Written exercise
Copy out word for word the lines of the material starting at the one that contains "green field visible?" and ending at the last line of the material.

Data listing
■ ■ ■ ■ ■

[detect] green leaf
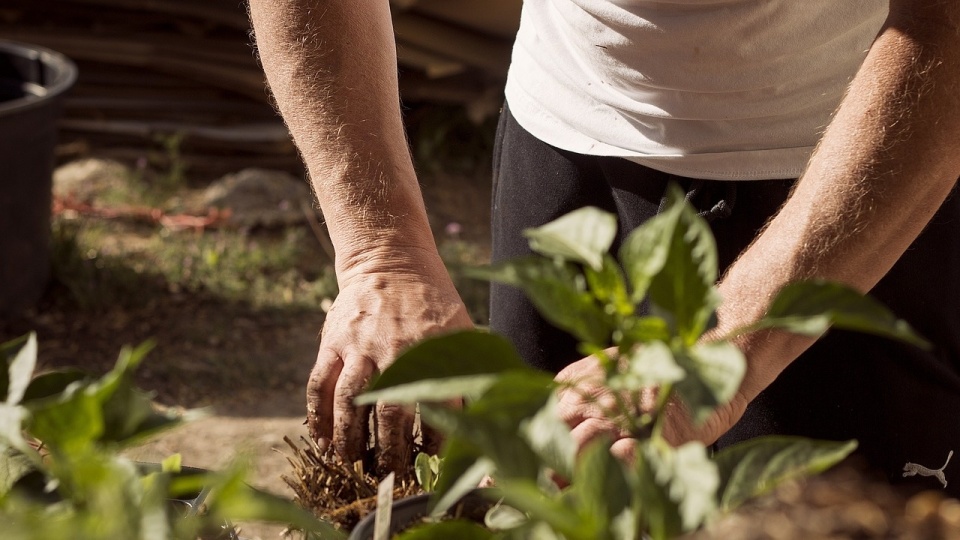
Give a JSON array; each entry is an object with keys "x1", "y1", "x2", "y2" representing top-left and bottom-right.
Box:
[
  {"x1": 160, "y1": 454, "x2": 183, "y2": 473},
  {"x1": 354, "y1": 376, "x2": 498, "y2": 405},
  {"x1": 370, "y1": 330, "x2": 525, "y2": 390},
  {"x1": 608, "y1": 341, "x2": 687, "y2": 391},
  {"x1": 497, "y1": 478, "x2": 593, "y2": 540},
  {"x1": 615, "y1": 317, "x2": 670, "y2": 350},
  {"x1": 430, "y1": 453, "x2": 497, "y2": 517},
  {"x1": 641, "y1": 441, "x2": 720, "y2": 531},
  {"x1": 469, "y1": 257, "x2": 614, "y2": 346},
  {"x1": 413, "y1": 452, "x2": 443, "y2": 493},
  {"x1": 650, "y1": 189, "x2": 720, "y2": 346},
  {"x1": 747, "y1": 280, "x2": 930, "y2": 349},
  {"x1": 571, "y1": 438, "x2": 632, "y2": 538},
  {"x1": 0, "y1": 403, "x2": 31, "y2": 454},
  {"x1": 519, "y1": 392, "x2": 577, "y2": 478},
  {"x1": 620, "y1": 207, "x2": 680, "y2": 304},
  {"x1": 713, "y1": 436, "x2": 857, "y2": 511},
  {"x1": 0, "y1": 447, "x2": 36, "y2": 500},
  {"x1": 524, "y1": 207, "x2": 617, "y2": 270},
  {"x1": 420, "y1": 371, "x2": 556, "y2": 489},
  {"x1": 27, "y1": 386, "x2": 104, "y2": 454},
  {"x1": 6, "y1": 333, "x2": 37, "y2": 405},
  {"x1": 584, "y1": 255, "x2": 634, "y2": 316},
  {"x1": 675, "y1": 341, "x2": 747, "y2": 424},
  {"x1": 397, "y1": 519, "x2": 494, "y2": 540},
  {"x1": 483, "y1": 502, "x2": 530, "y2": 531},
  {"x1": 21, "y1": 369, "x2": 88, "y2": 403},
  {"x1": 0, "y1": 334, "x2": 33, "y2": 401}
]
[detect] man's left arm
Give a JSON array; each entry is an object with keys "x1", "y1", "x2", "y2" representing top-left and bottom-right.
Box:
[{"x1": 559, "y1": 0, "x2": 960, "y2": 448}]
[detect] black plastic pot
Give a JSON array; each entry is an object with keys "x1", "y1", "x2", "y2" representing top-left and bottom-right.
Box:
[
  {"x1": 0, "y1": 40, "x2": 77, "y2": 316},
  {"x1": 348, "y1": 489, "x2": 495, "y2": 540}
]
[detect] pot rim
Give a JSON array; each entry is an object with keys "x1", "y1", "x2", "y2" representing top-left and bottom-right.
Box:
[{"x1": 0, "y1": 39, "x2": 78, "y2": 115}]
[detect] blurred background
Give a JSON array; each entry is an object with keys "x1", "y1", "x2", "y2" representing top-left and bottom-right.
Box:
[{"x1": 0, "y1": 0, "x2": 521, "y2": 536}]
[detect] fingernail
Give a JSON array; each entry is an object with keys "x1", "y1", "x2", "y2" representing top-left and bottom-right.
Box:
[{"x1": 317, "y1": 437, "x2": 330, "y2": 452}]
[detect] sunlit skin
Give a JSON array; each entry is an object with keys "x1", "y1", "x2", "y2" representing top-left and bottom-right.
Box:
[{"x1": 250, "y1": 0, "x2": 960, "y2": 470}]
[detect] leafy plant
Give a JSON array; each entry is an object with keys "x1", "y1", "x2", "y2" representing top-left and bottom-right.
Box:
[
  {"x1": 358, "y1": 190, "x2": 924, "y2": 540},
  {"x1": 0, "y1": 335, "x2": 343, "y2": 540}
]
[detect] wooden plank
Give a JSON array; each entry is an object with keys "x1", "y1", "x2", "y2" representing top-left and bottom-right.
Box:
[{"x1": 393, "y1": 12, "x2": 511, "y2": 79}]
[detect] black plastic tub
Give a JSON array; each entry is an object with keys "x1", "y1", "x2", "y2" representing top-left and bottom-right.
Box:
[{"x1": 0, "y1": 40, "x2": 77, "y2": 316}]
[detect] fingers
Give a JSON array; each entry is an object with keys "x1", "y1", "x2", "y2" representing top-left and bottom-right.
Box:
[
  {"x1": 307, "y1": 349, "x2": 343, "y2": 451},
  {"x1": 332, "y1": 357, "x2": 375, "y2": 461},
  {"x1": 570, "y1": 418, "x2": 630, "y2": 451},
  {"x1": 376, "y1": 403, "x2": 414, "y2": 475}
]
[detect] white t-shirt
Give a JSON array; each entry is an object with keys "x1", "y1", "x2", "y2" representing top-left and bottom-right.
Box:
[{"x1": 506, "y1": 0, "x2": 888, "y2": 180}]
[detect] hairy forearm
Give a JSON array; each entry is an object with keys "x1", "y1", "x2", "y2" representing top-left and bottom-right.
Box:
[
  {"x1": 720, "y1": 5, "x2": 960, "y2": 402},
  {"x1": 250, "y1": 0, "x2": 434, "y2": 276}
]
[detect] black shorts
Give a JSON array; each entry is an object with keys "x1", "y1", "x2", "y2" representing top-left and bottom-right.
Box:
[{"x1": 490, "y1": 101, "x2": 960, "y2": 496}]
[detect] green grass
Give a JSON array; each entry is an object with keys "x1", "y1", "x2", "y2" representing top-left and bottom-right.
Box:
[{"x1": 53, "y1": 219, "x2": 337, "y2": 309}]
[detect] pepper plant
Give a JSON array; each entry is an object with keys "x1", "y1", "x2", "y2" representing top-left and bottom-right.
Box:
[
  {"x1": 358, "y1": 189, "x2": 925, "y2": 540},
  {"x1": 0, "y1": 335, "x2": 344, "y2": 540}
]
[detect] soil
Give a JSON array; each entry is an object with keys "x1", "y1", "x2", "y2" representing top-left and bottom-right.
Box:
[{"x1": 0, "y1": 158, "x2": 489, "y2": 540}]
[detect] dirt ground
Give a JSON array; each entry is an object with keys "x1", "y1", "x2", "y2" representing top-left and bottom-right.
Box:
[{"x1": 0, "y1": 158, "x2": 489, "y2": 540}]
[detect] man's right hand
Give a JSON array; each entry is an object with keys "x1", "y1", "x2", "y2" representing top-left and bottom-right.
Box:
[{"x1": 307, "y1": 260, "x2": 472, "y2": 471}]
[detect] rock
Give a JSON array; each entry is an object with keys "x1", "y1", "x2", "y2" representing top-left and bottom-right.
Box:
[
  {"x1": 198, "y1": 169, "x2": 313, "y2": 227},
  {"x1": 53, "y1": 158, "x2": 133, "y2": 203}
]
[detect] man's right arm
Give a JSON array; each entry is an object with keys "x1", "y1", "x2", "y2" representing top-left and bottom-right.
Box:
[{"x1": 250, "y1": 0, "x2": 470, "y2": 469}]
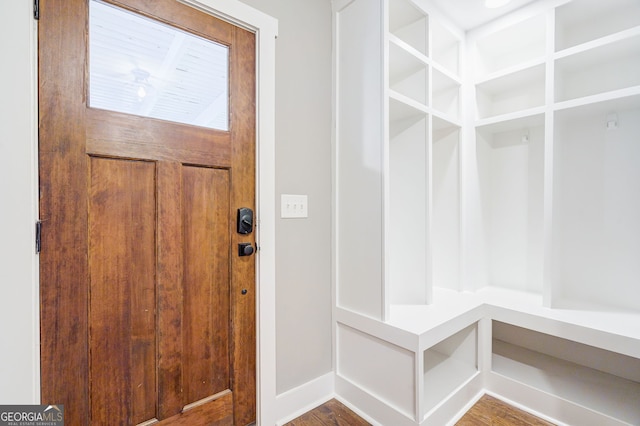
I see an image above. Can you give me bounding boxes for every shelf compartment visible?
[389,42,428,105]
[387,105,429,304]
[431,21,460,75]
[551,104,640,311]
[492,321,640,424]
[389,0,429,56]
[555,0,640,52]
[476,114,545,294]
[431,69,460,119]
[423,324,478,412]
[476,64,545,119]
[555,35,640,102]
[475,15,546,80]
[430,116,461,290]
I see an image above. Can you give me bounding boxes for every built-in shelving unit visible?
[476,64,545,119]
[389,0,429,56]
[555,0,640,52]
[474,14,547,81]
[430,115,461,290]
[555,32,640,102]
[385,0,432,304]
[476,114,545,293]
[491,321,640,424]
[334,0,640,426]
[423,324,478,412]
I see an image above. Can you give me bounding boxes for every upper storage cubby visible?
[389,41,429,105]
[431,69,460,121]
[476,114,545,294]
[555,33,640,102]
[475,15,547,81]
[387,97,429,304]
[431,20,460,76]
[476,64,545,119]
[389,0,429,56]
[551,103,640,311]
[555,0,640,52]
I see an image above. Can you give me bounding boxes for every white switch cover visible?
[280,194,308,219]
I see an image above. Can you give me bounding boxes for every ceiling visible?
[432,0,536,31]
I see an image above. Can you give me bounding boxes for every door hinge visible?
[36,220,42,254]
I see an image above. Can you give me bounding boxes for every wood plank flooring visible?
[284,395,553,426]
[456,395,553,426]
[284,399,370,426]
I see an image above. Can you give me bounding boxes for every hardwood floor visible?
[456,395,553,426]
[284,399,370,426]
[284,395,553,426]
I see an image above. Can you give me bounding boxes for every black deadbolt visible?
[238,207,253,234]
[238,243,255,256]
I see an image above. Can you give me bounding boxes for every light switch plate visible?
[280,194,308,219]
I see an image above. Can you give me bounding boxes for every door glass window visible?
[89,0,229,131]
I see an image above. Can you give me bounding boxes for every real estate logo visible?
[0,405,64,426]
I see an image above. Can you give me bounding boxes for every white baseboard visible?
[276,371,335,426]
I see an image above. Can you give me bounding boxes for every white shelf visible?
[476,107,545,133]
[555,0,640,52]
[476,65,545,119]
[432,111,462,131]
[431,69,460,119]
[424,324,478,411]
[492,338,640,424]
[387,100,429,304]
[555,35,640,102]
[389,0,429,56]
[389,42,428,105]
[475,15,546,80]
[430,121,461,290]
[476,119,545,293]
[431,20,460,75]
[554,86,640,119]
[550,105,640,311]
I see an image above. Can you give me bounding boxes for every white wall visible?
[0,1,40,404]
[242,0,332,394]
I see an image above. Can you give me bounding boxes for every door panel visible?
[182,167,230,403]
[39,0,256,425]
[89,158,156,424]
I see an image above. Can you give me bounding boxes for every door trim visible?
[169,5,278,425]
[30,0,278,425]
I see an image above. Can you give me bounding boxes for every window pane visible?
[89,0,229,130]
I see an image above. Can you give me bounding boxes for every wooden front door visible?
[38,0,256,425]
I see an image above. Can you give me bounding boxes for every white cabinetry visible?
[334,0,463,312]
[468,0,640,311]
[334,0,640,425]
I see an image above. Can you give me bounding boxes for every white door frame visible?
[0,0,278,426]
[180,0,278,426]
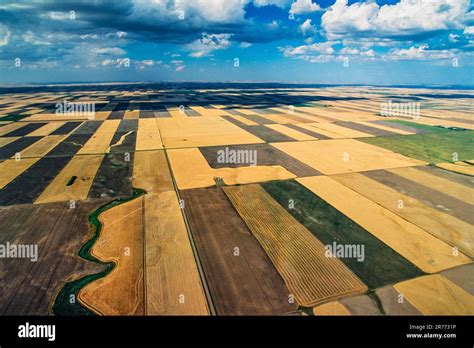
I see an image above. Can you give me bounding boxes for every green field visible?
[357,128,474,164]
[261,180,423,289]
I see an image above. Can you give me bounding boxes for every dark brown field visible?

■ ■ ■ ■ ■

Answer for the task
I see an image above. Can you give me bounding boxes for every green field visible?
[357,128,474,164]
[261,180,423,289]
I see an image above. Can you give me bounding boxes for every dark brown field visible?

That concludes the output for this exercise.